- _TASK INPUT_:
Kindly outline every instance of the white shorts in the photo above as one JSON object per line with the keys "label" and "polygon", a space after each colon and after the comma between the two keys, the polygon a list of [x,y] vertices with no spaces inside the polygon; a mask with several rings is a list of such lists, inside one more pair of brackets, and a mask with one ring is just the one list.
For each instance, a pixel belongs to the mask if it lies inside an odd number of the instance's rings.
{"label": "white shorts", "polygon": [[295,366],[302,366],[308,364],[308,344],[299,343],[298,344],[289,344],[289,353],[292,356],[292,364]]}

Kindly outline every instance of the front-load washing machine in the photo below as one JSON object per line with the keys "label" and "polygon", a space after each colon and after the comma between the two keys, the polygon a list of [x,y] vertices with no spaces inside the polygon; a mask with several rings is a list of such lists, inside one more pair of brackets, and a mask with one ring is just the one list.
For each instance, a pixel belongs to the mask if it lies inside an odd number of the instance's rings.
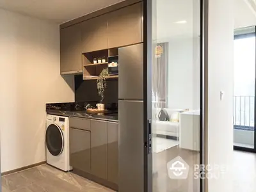
{"label": "front-load washing machine", "polygon": [[65,172],[72,170],[69,164],[68,117],[47,115],[46,162]]}

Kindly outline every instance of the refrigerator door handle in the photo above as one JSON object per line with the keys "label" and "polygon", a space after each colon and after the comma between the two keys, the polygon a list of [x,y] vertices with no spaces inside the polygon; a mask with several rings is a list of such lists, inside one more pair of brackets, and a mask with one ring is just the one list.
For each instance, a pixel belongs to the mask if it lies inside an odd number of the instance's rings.
{"label": "refrigerator door handle", "polygon": [[152,154],[152,120],[148,119],[148,154]]}

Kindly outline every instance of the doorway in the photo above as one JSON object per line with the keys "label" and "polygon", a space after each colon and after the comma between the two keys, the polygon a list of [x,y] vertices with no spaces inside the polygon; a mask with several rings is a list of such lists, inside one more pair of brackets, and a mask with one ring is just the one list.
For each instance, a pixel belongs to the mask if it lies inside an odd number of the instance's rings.
{"label": "doorway", "polygon": [[255,27],[234,32],[234,146],[255,152]]}
{"label": "doorway", "polygon": [[148,3],[148,191],[202,191],[202,3]]}

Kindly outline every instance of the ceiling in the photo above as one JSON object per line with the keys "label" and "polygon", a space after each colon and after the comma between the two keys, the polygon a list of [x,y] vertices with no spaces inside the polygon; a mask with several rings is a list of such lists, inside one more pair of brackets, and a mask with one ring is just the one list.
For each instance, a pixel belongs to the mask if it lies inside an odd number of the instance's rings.
{"label": "ceiling", "polygon": [[[125,0],[0,0],[0,8],[61,24]],[[234,0],[234,28],[256,25],[255,0]],[[199,0],[157,0],[157,36],[196,34]],[[166,23],[168,18],[168,23]],[[177,21],[186,20],[186,24]]]}
{"label": "ceiling", "polygon": [[[234,0],[234,29],[256,26],[254,2],[255,0]],[[165,41],[179,37],[198,36],[200,34],[199,3],[199,0],[157,0],[157,8],[154,10],[154,15],[157,15],[154,18],[155,38]]]}
{"label": "ceiling", "polygon": [[0,8],[61,24],[124,0],[0,0]]}

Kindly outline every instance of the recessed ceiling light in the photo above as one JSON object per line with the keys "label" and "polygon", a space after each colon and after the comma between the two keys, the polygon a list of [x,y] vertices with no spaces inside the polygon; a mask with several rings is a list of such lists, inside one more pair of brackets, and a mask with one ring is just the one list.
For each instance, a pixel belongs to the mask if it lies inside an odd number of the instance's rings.
{"label": "recessed ceiling light", "polygon": [[179,20],[179,21],[175,21],[175,23],[178,23],[178,24],[184,24],[187,23],[187,21],[184,20]]}

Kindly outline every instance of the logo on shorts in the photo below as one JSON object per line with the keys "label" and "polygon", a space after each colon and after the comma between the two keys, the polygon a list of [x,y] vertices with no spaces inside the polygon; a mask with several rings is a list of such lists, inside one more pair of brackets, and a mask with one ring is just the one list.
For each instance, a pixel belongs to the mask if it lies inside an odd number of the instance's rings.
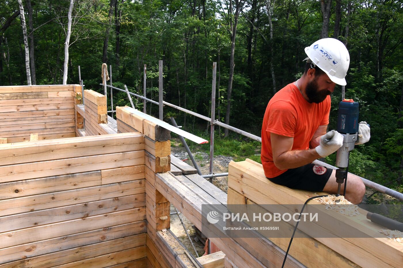
{"label": "logo on shorts", "polygon": [[314,172],[315,172],[315,174],[318,175],[322,175],[324,174],[327,170],[327,169],[324,167],[322,167],[322,166],[320,166],[318,165],[316,165],[314,166],[313,169]]}

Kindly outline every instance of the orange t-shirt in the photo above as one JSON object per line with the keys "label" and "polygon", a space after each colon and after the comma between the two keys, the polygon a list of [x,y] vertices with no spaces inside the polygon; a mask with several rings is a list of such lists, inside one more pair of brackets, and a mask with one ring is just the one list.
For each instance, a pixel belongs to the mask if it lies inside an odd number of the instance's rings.
{"label": "orange t-shirt", "polygon": [[285,172],[273,161],[270,133],[293,137],[293,150],[309,149],[309,142],[320,126],[329,124],[330,96],[320,103],[310,103],[293,83],[276,93],[269,101],[262,127],[262,163],[266,177]]}

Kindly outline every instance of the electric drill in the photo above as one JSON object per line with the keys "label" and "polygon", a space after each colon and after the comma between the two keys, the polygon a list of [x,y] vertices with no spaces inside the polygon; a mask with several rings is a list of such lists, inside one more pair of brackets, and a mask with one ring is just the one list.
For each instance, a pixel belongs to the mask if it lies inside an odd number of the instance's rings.
{"label": "electric drill", "polygon": [[[343,145],[337,150],[336,157],[336,181],[339,183],[337,196],[340,195],[342,183],[347,181],[350,152],[354,149],[358,138],[358,103],[345,99],[339,104],[337,131],[343,135]],[[347,181],[346,181],[347,184]],[[344,193],[345,195],[345,185]]]}

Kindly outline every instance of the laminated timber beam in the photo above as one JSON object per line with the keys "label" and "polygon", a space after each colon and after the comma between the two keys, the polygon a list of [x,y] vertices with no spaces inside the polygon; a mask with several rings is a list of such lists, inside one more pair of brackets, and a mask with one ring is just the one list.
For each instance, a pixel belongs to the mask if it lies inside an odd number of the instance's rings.
{"label": "laminated timber beam", "polygon": [[[291,204],[286,208],[289,212],[299,211],[301,204],[313,194],[271,182],[265,176],[261,164],[250,159],[237,163],[231,162],[229,173],[229,188],[242,193],[245,197],[257,204]],[[382,227],[366,219],[366,211],[359,208],[360,215],[349,217],[336,211],[327,211],[325,206],[315,200],[310,201],[310,204],[318,204],[316,208],[329,216],[322,217],[326,218],[323,221],[310,223],[315,225],[314,227],[311,226],[307,229],[301,229],[301,231],[315,237],[315,234],[312,233],[313,230],[336,235],[335,230],[343,231],[348,229],[356,234],[361,234],[363,238],[318,237],[315,239],[359,266],[397,267],[401,265],[403,262],[403,245],[386,237],[379,237],[378,230]],[[370,237],[368,237],[368,236]]]}

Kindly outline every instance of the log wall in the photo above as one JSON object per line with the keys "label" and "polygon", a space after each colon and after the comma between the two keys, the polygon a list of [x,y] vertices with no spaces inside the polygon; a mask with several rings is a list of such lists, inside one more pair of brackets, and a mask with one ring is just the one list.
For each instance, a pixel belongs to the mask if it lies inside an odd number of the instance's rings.
{"label": "log wall", "polygon": [[76,88],[81,91],[79,85],[0,87],[0,138],[10,143],[35,133],[39,140],[75,137]]}
{"label": "log wall", "polygon": [[0,144],[0,268],[146,267],[144,149],[138,132]]}

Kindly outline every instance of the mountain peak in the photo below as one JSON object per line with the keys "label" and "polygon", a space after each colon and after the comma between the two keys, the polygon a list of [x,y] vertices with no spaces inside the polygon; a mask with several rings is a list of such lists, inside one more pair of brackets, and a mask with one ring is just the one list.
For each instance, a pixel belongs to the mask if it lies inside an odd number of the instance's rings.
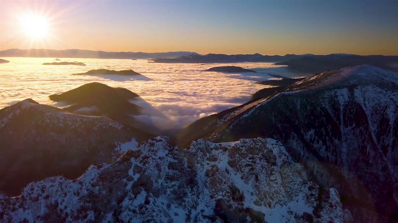
{"label": "mountain peak", "polygon": [[329,88],[355,84],[398,84],[398,74],[372,65],[360,65],[325,71],[293,84],[286,91]]}

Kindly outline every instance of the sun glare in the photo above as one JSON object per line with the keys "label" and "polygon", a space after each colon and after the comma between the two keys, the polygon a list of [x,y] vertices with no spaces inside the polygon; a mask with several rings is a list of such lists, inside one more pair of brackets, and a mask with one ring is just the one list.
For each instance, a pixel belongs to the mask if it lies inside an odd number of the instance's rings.
{"label": "sun glare", "polygon": [[43,38],[48,33],[49,22],[44,17],[29,15],[21,19],[23,32],[32,38]]}

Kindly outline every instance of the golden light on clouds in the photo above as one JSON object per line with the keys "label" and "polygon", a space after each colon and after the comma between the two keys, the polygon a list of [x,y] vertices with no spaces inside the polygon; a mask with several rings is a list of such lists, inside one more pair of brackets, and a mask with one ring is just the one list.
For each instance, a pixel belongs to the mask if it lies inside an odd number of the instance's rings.
{"label": "golden light on clouds", "polygon": [[48,19],[39,15],[28,14],[21,18],[21,25],[25,35],[33,38],[48,37],[49,24]]}

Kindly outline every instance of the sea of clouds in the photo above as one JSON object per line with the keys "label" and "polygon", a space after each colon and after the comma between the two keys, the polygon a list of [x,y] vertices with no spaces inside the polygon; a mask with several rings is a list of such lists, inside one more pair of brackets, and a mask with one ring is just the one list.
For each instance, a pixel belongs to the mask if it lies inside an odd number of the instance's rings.
{"label": "sea of clouds", "polygon": [[[0,64],[0,108],[28,98],[62,108],[66,105],[55,103],[49,96],[97,82],[124,87],[137,94],[144,101],[133,103],[152,111],[152,115],[136,117],[146,122],[173,125],[174,128],[248,101],[252,94],[266,87],[256,82],[275,79],[267,74],[298,77],[286,67],[266,63],[201,65],[148,63],[146,60],[60,58],[62,61],[82,62],[87,65],[82,67],[42,65],[55,62],[53,58],[2,58],[10,62]],[[205,71],[213,67],[231,65],[259,73]],[[72,75],[99,69],[132,69],[143,76]],[[155,114],[158,112],[161,113]]]}

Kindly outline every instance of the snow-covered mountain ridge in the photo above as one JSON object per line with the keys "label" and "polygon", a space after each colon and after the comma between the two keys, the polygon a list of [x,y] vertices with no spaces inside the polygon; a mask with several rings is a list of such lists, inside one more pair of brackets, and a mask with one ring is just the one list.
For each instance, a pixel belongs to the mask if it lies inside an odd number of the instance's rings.
{"label": "snow-covered mountain ridge", "polygon": [[195,134],[216,142],[275,138],[317,182],[337,189],[359,222],[398,219],[398,74],[366,65],[330,71],[244,107]]}
{"label": "snow-covered mountain ridge", "polygon": [[337,191],[309,181],[270,138],[180,150],[158,136],[74,181],[0,194],[2,222],[352,222]]}
{"label": "snow-covered mountain ridge", "polygon": [[0,190],[17,194],[33,181],[76,178],[90,165],[119,156],[120,144],[151,137],[105,117],[26,99],[0,110]]}

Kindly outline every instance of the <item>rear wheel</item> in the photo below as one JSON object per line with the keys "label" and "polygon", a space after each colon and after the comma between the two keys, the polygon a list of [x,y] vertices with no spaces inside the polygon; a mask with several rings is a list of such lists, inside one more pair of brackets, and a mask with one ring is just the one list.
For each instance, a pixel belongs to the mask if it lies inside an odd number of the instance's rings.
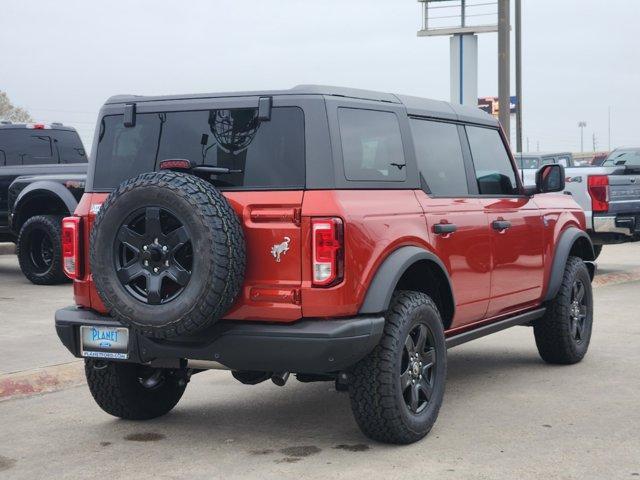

- _PROBLEM DESCRIPTION_: Please copy word for word the lines of the records above, from the line containing "Kindly outline every instance of the <item>rear" up to and including the last line of the records. Leave the pictures out of your copy.

- _SOLUTION TO THIS TASK_:
Kindly outline every instance of the <item>rear wheel</item> in the photo below as one JSON object per line with the keys "label" and "polygon", a space after each colon and after the comma between the two keys, the polygon a list of [x,y] vertices with no spaces inside the polygon; a mask with several rings is a list of such lists, inside one more pair of brackets, and a mask with one ring is just the one list.
For each instance, a pixel belongs to the mask if it lies inside an odd number of the instance's rings.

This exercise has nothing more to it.